**WHAT YOU ARE ASKED TO DO:** Starting at the line containing "Dataset curation — class: bridal" and ending at the line containing "573,737,595,767", lay out those lines from below as a numbered list, leaving out any blank lines.

**EXERCISE INPUT:**
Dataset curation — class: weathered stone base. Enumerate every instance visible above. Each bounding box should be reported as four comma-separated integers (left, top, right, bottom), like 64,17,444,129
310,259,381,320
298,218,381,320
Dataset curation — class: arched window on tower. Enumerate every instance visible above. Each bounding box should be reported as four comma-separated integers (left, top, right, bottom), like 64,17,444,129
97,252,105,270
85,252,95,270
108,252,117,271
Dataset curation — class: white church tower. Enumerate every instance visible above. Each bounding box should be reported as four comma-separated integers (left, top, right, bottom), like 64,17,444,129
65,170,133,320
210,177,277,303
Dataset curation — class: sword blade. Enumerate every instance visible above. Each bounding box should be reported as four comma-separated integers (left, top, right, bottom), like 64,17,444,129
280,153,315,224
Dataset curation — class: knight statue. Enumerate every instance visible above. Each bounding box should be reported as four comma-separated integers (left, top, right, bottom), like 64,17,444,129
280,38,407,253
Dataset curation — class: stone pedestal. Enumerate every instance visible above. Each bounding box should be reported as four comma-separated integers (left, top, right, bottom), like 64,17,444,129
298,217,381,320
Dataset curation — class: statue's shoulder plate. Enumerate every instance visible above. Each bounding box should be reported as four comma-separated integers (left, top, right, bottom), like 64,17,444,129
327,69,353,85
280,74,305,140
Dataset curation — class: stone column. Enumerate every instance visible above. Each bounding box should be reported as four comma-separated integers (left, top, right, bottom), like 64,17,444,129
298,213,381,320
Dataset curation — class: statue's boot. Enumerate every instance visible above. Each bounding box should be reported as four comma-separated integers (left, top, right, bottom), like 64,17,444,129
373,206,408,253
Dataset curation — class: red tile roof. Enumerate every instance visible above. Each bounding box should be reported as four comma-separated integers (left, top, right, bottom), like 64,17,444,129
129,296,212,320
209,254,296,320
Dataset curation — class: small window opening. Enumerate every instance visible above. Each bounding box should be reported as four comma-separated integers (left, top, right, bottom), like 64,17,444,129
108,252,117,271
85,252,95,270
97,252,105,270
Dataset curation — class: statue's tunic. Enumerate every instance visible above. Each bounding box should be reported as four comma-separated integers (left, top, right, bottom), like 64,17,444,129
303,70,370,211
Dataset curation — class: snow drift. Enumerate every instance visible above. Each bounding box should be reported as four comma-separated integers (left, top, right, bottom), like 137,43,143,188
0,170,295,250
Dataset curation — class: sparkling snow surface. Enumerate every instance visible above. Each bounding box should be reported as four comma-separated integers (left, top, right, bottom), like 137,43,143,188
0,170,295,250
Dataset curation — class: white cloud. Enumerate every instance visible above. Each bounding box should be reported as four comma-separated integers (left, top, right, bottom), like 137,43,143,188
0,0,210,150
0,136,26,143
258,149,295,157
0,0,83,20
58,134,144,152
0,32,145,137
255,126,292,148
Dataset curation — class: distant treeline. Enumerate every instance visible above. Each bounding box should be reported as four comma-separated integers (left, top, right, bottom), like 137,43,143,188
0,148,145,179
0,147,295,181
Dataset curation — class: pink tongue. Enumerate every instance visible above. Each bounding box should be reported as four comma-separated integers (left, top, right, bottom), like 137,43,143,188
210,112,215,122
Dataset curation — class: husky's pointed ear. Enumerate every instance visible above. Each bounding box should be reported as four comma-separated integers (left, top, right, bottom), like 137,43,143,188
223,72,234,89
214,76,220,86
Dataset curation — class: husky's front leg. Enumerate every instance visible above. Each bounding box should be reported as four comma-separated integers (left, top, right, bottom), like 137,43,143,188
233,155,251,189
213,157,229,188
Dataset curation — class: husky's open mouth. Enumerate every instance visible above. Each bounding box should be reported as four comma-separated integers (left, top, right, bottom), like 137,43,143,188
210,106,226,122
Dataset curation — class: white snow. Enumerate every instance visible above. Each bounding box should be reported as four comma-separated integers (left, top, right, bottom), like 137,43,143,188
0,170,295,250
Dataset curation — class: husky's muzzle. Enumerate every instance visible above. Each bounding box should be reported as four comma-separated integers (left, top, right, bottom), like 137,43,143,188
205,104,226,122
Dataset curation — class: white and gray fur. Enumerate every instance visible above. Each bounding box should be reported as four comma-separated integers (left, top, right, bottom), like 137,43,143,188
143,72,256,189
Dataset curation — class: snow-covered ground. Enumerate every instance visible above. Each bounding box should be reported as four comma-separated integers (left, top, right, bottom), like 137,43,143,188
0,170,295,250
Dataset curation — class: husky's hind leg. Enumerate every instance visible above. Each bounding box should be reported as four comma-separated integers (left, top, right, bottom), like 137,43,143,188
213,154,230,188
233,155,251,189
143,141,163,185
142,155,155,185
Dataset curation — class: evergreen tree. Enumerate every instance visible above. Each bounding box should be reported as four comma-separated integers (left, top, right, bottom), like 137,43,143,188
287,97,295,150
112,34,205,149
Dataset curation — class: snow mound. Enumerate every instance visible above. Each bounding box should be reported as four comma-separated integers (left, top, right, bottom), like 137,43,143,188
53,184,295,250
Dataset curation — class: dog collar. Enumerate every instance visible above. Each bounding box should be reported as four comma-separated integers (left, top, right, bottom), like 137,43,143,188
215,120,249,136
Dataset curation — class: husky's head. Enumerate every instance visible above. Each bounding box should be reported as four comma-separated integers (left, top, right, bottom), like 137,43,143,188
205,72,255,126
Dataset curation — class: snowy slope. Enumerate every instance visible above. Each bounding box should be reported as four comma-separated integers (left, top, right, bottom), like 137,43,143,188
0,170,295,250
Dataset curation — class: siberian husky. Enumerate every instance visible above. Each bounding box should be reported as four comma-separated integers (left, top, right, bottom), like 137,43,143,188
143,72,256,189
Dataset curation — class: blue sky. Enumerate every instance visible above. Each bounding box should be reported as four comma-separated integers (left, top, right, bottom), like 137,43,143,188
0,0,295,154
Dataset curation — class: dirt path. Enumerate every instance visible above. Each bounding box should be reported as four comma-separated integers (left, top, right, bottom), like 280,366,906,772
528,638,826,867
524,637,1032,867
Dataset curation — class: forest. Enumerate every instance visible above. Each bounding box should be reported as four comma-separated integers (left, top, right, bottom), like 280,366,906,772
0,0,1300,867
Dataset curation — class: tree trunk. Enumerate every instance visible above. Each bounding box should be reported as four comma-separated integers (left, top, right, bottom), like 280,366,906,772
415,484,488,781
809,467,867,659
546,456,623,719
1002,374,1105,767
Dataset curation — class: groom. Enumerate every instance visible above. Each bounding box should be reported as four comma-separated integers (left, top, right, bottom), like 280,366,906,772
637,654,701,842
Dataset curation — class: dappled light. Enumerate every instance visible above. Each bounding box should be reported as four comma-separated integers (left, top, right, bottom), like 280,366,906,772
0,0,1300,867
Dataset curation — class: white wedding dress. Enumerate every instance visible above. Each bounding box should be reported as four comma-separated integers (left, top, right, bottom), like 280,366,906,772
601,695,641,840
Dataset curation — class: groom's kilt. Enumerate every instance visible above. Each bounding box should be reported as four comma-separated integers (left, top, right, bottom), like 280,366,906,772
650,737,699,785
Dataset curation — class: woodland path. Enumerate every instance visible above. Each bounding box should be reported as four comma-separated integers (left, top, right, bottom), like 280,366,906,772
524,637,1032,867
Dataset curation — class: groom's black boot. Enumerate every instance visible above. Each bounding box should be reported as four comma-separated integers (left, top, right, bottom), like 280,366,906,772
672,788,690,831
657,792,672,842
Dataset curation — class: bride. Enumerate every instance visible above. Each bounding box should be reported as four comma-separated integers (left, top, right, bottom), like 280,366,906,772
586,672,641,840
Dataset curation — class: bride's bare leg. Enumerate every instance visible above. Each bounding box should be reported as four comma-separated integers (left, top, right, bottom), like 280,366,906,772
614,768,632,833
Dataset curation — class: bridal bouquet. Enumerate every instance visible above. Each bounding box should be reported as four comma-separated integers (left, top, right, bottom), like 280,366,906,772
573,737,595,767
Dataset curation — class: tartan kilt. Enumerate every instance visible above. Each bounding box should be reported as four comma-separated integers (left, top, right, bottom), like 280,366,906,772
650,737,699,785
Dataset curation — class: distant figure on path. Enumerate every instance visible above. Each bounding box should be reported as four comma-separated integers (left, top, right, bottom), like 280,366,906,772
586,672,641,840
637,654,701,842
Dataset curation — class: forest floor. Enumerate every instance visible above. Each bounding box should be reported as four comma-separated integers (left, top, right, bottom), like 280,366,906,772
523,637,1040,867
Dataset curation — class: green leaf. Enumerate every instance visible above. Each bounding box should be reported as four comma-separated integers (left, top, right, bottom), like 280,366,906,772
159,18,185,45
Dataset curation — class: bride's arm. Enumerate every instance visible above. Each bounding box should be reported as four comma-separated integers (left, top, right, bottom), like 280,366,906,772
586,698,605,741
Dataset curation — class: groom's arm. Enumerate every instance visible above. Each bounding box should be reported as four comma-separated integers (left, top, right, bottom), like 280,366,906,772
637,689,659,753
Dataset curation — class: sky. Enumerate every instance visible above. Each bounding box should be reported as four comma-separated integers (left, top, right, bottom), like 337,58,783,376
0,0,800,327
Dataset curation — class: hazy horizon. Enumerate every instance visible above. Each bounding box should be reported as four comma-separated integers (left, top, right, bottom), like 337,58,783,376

**ANSWER FOR THE TASK:**
1. Dataset curation — class: bridal bouquet. Enumerate every instance visible above. Each bounding box should be reported as four comma-separated integers (left, top, right, bottom), like 280,366,906,772
2. 573,737,595,767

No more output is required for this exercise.